Document section START

Transfers of nuclear materials or technologies to India by France,
Russia or others, however, cannot legally occur until India brings
into force the safeguards agreement that was approved by that IAEA
Board of Governors on 1 August.
IAEA agrees India-specific safeguards
Earlier, India also negotiated an "Indian-specific" safeguards
agreement with the IAEA. Circulated in July and adopted by the
IAEA's 35-member Board of Governers, the agreement would (by the
year 2014) allow inspectors access to 14 of India's 22 existing or
planned nuclear reactors. The 14 facilities are those designated by
India to be for civilian - 'peaceful' - purposes. The agreement in
effect confers a right to maintain secrecy at the other 8 nuclear
facilities, designated 'military', which are involved in making
India's nuclear weapons. The military nuclear facilities would not
be subject to inspections or safeguards by the IAEA.
Though the IAEA Director-General Mohamed ElBaradei acknowledged
that the agreement with India was not full scope or comprehensive
he said, "It satisfies India's needs while maintaining all of the
Agency's legal requirements."[3] Concerns have been raised that this agreement flies
in the face of the NPT and non-proliferation norms by treating
India like one of the five defined nuclear weapon states in the
NPT, allowing it to continue to develop its nuclear weapons
programme outside of IAEA safeguards. India's nuclear rival in
South Asia, Pakistan, complained about the substance of this
India-specific arrangement and the manner in which it was being
rushed through the Board of Governors, noting that: "it is likely
to set a precedent for other States which are not members of the
NPT and have military nuclear programmes." He also warned that
granting India special privileges through such a safeguards
agreement "threatens to increase the chances of a nuclear arms race
in the subcontinent."[4]
Daryl Kimball, executive director of the Arms Control
Association in Washington said the safeguards agreement needed to
be clarified: "The question is: Can India end safeguards if fuel
supplies are interrupted, even if they've conducted a nuclear test,
or does the agreement require permanent, unconditional
safeguards?"[5] In a further
analysis, Kimball argued that the proposed India-specific
safeguards agreement was inconsistent with IAEA standards and
practices in three critical areas: termination of safeguards;
absence of a declaration listing items and facilities and entry
into force; and status of material subject to safeguards under
previous agreements.

Document section END
Provided information START

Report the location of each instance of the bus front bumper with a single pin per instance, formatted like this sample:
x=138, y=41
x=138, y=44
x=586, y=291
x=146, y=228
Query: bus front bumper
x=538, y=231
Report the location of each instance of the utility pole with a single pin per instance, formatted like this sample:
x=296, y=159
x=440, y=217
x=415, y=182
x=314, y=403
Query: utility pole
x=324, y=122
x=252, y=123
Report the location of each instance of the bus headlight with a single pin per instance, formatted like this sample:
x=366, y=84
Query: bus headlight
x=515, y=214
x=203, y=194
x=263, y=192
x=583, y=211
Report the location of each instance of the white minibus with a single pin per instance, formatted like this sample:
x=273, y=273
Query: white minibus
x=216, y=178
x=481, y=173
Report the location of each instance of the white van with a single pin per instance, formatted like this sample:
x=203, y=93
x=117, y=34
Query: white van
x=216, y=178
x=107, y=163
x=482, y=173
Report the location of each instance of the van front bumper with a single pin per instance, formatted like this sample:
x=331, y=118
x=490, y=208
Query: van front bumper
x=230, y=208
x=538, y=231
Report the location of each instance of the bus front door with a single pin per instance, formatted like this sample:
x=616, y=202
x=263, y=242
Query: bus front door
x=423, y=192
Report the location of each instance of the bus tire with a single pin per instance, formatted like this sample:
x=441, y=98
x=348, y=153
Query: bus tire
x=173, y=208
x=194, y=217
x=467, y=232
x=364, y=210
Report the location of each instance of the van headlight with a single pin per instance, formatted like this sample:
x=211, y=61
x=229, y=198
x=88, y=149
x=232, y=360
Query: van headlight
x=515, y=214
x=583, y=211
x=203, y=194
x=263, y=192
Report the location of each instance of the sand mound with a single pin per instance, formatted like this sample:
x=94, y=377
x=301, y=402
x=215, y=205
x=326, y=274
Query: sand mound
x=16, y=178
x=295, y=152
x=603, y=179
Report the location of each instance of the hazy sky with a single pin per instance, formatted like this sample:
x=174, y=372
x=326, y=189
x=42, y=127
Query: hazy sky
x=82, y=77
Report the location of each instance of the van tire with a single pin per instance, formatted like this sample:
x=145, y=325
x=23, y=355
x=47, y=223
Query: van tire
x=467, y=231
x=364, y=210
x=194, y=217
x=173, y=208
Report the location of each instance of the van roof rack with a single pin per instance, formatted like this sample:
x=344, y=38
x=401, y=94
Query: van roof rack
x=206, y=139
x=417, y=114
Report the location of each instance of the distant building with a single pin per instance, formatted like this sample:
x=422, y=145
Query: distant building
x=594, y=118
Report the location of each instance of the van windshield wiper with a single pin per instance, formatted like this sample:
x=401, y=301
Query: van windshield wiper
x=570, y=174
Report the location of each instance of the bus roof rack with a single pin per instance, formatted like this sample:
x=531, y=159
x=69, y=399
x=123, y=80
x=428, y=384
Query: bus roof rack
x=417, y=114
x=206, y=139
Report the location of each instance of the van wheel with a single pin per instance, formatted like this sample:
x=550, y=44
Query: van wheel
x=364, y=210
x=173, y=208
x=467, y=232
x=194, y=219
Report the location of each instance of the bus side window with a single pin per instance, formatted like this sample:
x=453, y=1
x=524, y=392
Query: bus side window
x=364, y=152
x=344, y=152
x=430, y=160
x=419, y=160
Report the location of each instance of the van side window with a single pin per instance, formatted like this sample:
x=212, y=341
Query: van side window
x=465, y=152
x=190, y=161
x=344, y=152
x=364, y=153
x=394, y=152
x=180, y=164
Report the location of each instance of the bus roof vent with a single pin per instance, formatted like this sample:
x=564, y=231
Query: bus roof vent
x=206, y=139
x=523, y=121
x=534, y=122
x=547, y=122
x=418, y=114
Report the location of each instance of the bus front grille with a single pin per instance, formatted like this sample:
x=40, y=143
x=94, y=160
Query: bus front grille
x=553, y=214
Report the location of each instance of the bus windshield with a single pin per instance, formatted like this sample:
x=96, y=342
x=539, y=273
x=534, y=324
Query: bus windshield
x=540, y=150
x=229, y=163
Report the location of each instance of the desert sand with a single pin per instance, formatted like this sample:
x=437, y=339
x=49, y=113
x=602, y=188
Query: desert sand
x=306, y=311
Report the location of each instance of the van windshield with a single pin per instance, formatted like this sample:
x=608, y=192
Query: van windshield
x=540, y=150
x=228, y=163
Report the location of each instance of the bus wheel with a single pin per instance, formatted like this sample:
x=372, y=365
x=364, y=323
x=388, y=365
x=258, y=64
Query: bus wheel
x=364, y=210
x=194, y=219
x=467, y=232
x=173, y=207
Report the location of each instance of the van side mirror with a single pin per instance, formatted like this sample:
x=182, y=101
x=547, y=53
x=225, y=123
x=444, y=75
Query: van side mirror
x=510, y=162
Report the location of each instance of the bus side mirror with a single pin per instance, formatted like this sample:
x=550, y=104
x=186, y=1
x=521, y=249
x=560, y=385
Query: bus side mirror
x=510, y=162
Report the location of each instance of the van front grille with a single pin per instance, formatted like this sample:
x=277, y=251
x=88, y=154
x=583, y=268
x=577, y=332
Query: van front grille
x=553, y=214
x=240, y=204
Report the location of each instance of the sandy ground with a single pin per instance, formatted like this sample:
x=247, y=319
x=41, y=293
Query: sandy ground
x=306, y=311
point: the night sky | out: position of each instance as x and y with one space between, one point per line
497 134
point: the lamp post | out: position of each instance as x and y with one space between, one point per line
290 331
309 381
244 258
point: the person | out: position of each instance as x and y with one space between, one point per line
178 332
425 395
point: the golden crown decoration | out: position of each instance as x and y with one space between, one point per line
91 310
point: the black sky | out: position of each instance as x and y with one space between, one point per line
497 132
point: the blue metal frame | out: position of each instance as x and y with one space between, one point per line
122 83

Provided information END

## Questions on the material
1. Answer these questions using the passage on India's safeguards agreement:
(a) By what year would inspectors have access to India's reactors, and to how many of its 22 existing or planned reactors?
(b) On what date did the IAEA Board of Governors approve the safeguards agreement?
(c) What organization is Daryl Kimball the executive director of?
2. Summarize the passage on India's safeguards agreement in two sentences.
3. Retype the passage on India's safeguards agreement between "IAEA agrees India-specific" and "by the IAEA.", inclusive.

## Results by task
1.
(a) By 2014, to 14 of the 22 reactors.
(b) 1 August.
(c) The Arms Control Association in Washington.

2. Under an India-specific safeguards agreement adopted by the IAEA Board of Governors, inspectors would gain access by 2014 to the 14 reactors India designated as civilian, while the 8 military facilities involved in making its nuclear weapons would not be subject to inspections or safeguards. The IAEA Director-General said the agreement satisfied India's needs while maintaining the Agency's legal requirements, but Pakistan warned it could set a precedent, and Daryl Kimball of the Arms Control Association argued it was inconsistent with IAEA standards and practices.

3.
IAEA agrees India-specific safeguards
Earlier, India also negotiated an "Indian-specific" safeguards
agreement with the IAEA. Circulated in July and adopted by the
IAEA's 35-member Board of Governers, the agreement would (by the
year 2014) allow inspectors access to 14 of India's 22 existing or
planned nuclear reactors. The 14 facilities are those designated by
India to be for civilian - 'peaceful' - purposes. The agreement in
effect confers a right to maintain secrecy at the other 8 nuclear
facilities, designated 'military', which are involved in making
India's nuclear weapons. The military nuclear facilities would not
be subject to inspections or safeguards by the IAEA.